Photo courtesy of Paramount Pictures  

Chazelle's sprawling pic opens in 1926, and most of the opening act takes place at the orgiastic bash at Wallach's secluded mansion. It is here that the film's central trio is introduced: Manny Torres (Diego Calva), Jack Conrad (Brad Pitt), and the aforementioned Nellie LaRoy. Manny is one of Wallach's primary lackies, taking care of problems as weird as figuring out how to truck an elephant to a party and as potentially homicidal as transporting a naked, catatonic actress to the hospital before she dies from a semi-forced drug overdose.

Manny dreams about getting onto a set and taking part in the making of cinematic magic. An inadvertent friendship with a drunken Conrad is the serendipitous key to making this fantasy a reality; the lacky takes the silent film star home and the two hit it off. The next thing young Manny knows, he's shooting a biblical epic in the hot California desert with Conrad, having quickly become the powerful, charismatic actor's go-to production assistant.

Nellie is that stereotypical small-town girl with big-time Hollywood dreams. She's lightning in a bottle, and when chance smiles and gives her a shot, the young woman doesn't disappoint. Nellie walks onto the set of a low-budget Western melodrama as a featured extra and leaves a bona fide sensation, taking the world by storm with her brazen, no-holds-barred, sexually provocative flirtatiousness.

Chazelle has crafted a classic tale, a "be careful what you wish for" tragicomedy that follows Manny, Jack, and Nellie as they each make the transition from silents to talkies with varying degrees of success. The whole thing plays like Singin' in the Rain on a cocktail of methamphetamine, cocaine, 30-year-old scotch, and steroids, every beat punctuated with the omnipresent, jazzy vivacity of composer Justin Hurwitz's gargantuan score. The film assaults the senses with lunatic abandon, this chaotic mélange steadfastly refusing to relent for a second of its mammoth 188-minute running time.

Yet as impressive as all this may be from a technical perspective — Linus Sandgren's (No Time to Die) cinematography, Florencia Martin's (Licorice Pizza) production design, Mary Zophres' (The Tragedy of Macbeth) costumes, and Tom Cross' (Hostiles) editing are all phenomenal — Chazelle's wildly overstuffed passion project frequently left me emotionally cold. The film lacks the focus of the director's best projects, La La Land and First Man, and is more invigorating in brief spurts than it is as a cohesive whole.

What really drove me nuts was the movie's aggressive nihilism. I get wanting to tell a tale about the not-so-pretty price of artistic achievement, but the ugliness at the center of Babylon is maddening. Chazelle becomes so enamored with all the bells and whistles of what he's doing that he forgets to craft characters worth caring about, and it is only due to the collective strength of his cast that I felt anything whatsoever for Manny, Jack, and Nellie.
----------------------------------------
USING THE INFORMATION:
• A. Rewrite the Babylon review from "Manny dreams about" through "sexually provocative flirtatiousness.", inclusive, and switch "biblical epic" to "pirate adventure" wherever it occurs in that span.
• B. According to the Babylon review, who composed the film's score?
The records that follow come from a separate source.

SUPPLIED ENTRIES:
----------------------------------------
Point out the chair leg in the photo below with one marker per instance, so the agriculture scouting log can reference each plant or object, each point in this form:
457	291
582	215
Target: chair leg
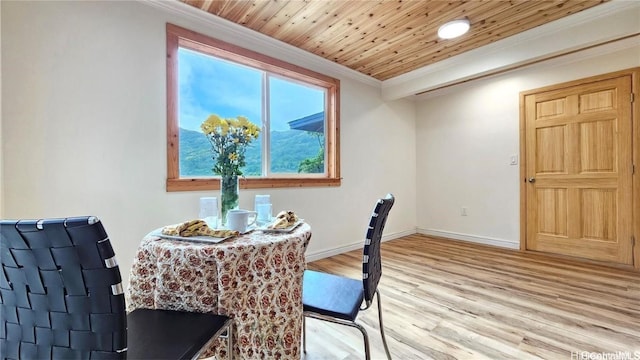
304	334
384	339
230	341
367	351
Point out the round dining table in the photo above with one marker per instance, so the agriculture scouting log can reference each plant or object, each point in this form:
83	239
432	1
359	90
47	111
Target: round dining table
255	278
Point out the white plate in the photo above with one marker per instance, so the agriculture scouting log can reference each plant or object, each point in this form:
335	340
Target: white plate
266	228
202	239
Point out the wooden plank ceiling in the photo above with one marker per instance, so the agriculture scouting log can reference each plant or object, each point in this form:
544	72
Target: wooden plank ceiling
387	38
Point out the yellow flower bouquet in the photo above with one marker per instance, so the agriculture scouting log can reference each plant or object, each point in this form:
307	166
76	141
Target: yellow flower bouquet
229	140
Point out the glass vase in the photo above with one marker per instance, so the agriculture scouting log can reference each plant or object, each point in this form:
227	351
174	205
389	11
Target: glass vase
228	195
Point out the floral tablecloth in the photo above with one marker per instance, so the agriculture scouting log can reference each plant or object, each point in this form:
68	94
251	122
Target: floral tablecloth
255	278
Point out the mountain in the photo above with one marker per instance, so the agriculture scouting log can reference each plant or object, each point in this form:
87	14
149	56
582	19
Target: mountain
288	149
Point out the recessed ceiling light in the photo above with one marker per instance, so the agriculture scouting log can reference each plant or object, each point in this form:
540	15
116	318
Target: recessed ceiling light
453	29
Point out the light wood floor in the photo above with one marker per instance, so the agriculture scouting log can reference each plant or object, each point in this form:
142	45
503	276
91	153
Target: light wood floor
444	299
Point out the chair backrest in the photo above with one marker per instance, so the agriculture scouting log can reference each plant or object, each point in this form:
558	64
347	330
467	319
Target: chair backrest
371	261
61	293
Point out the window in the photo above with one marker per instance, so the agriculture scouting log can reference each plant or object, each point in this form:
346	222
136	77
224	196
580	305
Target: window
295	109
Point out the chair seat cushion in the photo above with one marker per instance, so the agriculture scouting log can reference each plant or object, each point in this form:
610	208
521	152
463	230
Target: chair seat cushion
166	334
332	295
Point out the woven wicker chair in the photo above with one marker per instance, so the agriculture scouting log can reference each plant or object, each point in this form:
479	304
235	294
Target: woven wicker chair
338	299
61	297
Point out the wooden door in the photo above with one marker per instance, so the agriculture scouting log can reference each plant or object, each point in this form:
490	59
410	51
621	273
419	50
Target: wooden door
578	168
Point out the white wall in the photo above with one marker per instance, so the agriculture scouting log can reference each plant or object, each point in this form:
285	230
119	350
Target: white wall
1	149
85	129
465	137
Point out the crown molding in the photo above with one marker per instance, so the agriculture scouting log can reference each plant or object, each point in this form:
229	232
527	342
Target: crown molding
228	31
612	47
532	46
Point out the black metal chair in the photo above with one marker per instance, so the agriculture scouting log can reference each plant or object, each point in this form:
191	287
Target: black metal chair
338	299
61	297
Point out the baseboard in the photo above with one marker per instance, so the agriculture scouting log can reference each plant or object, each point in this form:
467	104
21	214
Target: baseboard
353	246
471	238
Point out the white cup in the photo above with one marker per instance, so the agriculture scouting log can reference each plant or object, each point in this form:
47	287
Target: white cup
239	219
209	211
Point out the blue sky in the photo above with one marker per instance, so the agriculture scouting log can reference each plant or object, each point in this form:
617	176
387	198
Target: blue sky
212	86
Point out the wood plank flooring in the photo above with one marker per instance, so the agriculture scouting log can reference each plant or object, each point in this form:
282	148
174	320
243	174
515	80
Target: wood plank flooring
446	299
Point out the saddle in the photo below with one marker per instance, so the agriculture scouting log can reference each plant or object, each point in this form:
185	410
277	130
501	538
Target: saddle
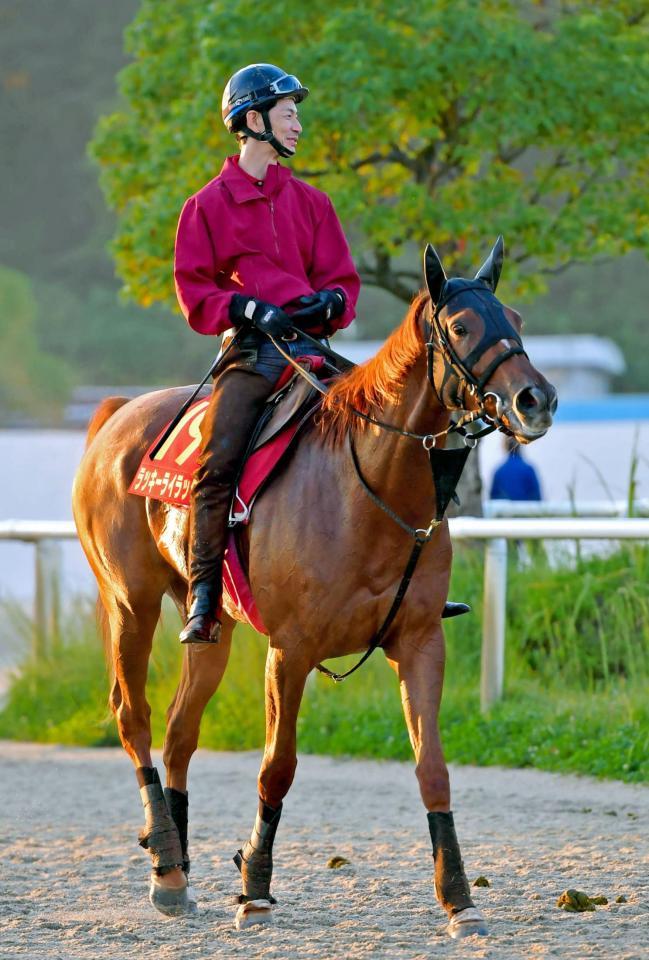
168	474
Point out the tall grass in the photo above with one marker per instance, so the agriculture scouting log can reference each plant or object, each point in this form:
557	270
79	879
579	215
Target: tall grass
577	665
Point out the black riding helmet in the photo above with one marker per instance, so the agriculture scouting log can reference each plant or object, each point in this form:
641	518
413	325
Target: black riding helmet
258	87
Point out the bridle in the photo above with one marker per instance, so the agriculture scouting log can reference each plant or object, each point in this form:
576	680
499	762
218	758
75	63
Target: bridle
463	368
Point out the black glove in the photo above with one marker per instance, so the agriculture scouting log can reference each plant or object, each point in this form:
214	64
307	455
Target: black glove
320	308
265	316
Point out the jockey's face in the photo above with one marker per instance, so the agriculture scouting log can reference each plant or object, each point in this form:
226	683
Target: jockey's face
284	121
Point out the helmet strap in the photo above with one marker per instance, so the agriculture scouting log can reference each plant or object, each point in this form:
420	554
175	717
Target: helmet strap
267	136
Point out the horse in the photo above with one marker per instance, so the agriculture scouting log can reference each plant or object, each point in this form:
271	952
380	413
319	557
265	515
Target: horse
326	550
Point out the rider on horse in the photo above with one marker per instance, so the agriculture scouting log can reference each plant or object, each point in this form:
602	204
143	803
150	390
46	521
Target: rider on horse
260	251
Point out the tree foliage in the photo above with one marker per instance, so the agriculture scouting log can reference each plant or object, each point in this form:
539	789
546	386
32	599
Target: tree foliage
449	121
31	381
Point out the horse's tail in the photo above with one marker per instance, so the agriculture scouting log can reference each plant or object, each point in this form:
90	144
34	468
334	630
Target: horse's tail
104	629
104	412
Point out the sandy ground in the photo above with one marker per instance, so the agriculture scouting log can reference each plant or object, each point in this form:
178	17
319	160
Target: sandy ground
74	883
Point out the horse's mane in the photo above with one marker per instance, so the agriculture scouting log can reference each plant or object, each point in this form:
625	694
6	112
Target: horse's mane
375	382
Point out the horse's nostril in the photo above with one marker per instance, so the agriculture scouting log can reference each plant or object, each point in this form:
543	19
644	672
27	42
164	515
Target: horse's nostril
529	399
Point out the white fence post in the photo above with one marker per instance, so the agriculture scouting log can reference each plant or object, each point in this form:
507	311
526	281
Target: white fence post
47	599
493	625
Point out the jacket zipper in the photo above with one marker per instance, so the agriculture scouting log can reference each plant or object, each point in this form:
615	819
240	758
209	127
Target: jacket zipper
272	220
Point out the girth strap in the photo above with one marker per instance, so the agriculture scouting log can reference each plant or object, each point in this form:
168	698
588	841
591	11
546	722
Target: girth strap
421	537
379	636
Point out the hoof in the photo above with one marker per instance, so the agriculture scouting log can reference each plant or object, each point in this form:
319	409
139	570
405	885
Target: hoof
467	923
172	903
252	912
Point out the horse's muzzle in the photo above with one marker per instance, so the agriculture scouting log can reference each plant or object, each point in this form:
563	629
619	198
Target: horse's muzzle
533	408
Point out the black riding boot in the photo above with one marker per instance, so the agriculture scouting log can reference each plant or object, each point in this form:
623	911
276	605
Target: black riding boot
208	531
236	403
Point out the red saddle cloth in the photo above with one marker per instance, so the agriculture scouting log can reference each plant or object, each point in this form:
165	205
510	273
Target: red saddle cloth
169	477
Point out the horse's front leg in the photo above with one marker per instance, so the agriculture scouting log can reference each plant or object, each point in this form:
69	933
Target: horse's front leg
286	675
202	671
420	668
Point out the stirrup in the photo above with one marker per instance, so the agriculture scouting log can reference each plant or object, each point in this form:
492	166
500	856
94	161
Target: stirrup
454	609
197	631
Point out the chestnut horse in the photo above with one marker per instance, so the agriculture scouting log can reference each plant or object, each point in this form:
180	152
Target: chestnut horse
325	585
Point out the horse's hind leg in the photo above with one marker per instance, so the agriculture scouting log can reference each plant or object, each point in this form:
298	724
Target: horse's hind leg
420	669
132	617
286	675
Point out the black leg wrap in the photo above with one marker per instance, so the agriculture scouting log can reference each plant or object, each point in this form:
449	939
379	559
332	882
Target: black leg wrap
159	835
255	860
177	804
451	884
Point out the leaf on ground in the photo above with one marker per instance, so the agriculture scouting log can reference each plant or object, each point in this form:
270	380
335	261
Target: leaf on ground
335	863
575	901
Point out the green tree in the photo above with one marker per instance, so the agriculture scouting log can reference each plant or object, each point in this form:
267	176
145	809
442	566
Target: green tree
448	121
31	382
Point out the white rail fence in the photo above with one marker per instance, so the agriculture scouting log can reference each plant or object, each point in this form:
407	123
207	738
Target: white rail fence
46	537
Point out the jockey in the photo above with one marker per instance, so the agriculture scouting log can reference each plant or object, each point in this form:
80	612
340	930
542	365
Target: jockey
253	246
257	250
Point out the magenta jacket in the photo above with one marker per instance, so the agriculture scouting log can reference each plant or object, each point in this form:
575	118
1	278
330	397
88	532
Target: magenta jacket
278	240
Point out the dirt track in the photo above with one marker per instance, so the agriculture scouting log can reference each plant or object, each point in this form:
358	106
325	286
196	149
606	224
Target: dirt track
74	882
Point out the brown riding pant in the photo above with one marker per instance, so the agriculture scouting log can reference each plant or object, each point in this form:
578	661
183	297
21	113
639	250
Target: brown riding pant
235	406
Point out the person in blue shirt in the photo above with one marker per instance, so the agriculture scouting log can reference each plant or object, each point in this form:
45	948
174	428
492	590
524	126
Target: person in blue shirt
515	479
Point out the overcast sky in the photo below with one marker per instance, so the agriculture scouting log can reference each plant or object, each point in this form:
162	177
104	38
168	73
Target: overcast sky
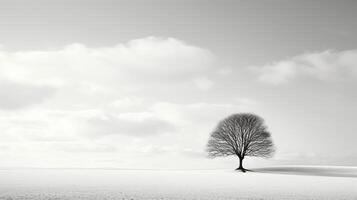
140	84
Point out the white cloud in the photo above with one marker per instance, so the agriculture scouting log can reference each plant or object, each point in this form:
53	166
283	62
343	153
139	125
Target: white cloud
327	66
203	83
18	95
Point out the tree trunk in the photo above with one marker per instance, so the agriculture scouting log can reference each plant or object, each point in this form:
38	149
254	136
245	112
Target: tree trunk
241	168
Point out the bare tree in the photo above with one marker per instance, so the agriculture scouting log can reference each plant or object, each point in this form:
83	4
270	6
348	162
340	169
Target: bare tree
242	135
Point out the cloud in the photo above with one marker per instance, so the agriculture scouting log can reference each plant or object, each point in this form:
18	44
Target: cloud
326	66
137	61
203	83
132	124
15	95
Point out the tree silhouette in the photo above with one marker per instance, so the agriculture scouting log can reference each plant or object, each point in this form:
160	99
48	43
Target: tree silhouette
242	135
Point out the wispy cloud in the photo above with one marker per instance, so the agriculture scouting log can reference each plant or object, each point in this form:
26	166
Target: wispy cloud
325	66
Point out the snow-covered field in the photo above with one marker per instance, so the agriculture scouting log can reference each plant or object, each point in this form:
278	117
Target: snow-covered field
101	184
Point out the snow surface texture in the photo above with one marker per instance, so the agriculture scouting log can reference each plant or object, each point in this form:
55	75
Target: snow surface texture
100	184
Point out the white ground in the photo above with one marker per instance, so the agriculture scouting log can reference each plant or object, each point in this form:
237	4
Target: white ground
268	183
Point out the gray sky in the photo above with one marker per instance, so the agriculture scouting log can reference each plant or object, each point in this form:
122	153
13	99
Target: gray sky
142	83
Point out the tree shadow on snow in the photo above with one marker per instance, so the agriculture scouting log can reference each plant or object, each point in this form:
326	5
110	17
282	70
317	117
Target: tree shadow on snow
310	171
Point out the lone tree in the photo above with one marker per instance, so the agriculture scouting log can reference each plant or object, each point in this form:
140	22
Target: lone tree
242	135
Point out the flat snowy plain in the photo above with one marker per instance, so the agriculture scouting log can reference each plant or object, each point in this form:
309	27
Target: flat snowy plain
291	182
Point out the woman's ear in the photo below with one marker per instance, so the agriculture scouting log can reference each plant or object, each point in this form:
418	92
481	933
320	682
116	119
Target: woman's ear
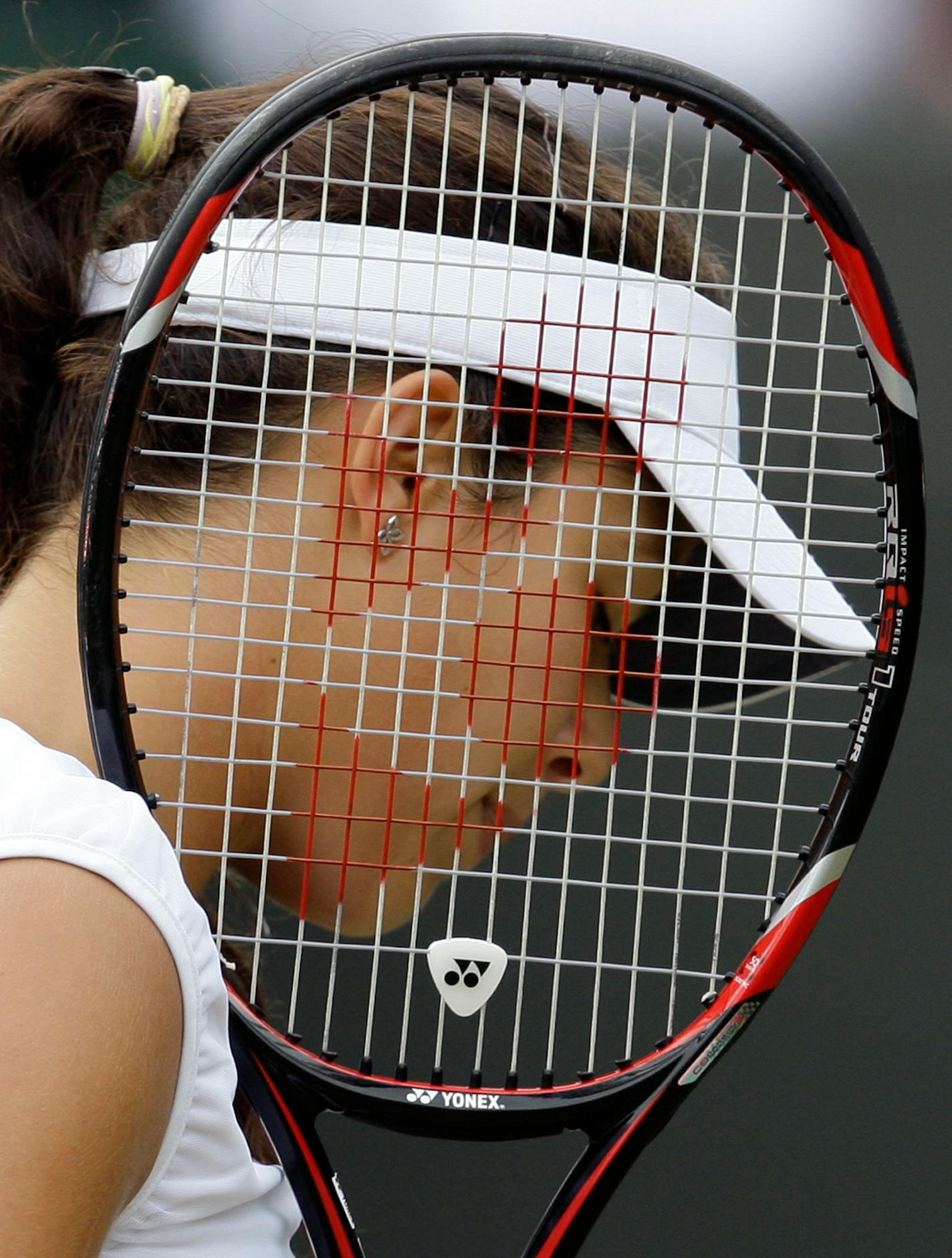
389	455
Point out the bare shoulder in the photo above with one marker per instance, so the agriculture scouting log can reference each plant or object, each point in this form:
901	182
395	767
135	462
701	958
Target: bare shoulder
----------------------------------------
TASK RESULTS:
• A.
Manny dreams about getting onto a set and taking part in the making of cinematic magic. An inadvertent friendship with a drunken Conrad is the serendipitous key to making this fantasy a reality; the lacky takes the silent film star home and the two hit it off. The next thing young Manny knows, he's shooting a pirate adventure in the hot California desert with Conrad, having quickly become the powerful, charismatic actor's go-to production assistant.

Nellie is that stereotypical small-town girl with big-time Hollywood dreams. She's lightning in a bottle, and when chance smiles and gives her a shot, the young woman doesn't disappoint. Nellie walks onto the set of a low-budget Western melodrama as a featured extra and leaves a bona fide sensation, taking the world by storm with her brazen, no-holds-barred, sexually provocative flirtatiousness.

• B. Justin Hurwitz